Source material:
◆ ◆ ◆ ◆

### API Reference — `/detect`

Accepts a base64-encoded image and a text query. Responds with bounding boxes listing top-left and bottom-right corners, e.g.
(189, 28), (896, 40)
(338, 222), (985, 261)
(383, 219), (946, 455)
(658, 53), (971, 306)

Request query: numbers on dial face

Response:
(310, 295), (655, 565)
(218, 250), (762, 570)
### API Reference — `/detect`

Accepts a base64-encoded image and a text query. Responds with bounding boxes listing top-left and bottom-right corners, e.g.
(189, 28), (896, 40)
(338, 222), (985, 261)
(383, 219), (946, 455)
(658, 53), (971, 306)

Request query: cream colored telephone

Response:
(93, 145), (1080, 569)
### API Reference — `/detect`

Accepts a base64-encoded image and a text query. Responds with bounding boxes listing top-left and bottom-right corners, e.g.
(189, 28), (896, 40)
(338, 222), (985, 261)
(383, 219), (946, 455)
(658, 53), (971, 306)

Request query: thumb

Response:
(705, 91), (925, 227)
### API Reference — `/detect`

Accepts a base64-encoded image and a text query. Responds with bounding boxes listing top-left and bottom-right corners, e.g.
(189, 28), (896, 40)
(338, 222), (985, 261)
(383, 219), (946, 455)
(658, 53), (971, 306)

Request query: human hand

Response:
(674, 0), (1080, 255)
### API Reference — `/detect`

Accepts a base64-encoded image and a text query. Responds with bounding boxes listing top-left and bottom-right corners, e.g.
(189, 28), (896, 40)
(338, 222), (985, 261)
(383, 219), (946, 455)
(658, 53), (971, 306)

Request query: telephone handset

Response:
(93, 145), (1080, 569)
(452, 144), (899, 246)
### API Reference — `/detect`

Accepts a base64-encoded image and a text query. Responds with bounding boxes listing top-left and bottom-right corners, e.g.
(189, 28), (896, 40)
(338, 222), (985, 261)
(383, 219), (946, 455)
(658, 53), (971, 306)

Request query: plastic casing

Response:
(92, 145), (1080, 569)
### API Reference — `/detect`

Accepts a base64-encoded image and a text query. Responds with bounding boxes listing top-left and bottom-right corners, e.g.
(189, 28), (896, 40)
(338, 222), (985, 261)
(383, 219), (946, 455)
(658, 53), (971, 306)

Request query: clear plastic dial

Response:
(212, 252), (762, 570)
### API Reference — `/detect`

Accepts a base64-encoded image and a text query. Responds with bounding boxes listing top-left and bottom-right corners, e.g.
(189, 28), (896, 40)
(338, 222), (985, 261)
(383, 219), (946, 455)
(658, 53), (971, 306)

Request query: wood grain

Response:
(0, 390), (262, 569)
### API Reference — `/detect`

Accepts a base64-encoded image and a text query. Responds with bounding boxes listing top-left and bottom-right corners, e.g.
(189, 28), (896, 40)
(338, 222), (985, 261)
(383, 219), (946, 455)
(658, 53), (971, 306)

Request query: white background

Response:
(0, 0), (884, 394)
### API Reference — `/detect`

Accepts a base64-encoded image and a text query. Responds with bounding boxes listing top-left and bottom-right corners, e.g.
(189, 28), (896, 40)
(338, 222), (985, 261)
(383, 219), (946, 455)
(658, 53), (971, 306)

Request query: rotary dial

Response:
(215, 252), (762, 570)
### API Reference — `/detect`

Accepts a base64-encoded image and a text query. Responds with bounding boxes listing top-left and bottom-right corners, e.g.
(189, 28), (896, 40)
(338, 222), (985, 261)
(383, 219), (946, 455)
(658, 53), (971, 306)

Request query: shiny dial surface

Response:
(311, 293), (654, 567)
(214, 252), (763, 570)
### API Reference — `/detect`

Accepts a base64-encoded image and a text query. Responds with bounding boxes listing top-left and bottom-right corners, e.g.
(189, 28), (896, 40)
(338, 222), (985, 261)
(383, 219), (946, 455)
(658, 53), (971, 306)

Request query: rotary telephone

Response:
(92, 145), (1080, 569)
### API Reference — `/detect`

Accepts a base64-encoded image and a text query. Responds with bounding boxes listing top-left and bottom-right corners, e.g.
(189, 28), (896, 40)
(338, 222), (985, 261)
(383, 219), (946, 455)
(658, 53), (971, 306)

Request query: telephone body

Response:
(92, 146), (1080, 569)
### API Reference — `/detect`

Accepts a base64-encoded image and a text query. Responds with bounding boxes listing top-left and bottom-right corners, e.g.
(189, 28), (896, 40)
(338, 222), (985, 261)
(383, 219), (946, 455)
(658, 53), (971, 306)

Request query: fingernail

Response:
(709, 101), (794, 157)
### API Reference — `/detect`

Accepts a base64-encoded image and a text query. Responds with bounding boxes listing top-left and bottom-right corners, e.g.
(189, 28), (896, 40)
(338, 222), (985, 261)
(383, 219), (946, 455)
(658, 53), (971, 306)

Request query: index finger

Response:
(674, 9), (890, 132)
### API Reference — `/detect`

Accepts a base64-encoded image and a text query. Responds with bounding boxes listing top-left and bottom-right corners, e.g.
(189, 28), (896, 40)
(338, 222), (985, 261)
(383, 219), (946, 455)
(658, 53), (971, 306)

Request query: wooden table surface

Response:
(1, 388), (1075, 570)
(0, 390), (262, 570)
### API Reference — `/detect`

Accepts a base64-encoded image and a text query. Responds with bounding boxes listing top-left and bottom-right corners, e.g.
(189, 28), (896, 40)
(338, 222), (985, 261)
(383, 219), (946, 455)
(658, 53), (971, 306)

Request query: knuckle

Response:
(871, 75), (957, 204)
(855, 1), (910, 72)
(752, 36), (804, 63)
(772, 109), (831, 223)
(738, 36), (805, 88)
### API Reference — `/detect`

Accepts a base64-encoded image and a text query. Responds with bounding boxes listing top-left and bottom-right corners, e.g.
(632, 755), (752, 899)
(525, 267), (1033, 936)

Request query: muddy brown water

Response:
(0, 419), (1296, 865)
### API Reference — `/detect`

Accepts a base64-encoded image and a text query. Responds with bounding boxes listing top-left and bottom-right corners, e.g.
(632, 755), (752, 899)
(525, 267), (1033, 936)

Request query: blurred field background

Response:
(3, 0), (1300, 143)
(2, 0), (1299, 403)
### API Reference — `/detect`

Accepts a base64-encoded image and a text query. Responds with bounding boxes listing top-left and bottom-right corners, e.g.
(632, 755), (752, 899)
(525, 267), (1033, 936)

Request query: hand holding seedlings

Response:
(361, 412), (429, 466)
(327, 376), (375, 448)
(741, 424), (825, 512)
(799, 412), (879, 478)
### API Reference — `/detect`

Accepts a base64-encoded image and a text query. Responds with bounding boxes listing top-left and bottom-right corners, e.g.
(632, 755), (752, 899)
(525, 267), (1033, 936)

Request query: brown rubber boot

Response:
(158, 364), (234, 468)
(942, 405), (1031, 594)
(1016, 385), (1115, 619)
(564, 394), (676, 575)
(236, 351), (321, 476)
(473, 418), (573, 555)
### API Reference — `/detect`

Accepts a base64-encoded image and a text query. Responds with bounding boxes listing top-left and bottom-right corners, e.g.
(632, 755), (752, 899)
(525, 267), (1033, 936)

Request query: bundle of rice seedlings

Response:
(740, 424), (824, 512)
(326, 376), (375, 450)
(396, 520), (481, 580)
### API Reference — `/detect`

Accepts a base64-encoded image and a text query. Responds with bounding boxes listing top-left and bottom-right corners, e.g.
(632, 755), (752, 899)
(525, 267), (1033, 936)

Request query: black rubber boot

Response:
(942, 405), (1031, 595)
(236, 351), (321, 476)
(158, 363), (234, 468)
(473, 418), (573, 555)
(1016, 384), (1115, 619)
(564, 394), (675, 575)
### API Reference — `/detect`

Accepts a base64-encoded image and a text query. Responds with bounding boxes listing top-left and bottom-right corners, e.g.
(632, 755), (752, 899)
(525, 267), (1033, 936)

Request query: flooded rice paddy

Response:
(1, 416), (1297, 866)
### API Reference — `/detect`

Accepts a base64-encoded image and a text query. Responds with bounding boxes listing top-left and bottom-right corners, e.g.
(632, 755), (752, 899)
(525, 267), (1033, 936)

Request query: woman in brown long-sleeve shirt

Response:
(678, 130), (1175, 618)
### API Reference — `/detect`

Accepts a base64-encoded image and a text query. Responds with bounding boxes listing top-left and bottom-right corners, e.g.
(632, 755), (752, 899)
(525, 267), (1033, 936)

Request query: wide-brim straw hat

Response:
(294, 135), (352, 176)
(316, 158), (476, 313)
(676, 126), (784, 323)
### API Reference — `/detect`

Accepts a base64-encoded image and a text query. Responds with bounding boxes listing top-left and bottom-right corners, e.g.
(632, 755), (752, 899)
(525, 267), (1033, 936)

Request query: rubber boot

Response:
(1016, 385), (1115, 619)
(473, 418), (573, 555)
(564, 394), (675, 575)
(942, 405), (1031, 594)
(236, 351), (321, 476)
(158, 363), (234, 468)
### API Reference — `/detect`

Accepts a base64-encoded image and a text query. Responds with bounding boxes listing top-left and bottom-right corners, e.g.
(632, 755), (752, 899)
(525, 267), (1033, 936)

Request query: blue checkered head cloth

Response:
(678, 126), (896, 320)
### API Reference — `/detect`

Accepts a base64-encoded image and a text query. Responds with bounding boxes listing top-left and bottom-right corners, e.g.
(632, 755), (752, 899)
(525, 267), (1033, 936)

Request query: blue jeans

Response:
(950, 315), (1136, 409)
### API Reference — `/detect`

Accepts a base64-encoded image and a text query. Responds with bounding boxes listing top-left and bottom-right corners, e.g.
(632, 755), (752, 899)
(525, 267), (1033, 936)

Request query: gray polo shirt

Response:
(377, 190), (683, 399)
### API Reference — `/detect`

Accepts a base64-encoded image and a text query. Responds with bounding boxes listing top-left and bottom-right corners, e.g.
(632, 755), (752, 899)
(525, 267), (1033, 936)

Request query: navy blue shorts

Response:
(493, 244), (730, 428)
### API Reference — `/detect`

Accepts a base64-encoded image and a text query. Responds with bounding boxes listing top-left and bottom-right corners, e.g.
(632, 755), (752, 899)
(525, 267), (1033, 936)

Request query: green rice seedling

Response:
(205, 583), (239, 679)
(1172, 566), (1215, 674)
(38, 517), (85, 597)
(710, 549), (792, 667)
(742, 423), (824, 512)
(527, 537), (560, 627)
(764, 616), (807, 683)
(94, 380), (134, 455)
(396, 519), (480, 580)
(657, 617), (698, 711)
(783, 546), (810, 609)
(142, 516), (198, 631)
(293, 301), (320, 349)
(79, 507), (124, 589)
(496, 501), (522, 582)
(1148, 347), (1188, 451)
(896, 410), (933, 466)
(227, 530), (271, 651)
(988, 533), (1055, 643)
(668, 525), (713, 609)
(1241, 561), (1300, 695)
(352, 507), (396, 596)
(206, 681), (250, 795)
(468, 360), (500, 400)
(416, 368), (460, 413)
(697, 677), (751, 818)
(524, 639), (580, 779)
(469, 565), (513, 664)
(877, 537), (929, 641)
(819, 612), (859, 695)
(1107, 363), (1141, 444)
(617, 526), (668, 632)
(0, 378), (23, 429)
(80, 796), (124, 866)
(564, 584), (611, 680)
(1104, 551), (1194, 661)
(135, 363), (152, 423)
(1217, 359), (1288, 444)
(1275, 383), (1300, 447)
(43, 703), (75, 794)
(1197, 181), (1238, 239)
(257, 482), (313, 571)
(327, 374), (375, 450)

◆ ◆ ◆ ◆

Work required:
Filter the entries down to the lines that include the string "rice".

Response area:
Request query: bundle of rice seedlings
Request query: flooded rice paddy
Request query: green rice seedling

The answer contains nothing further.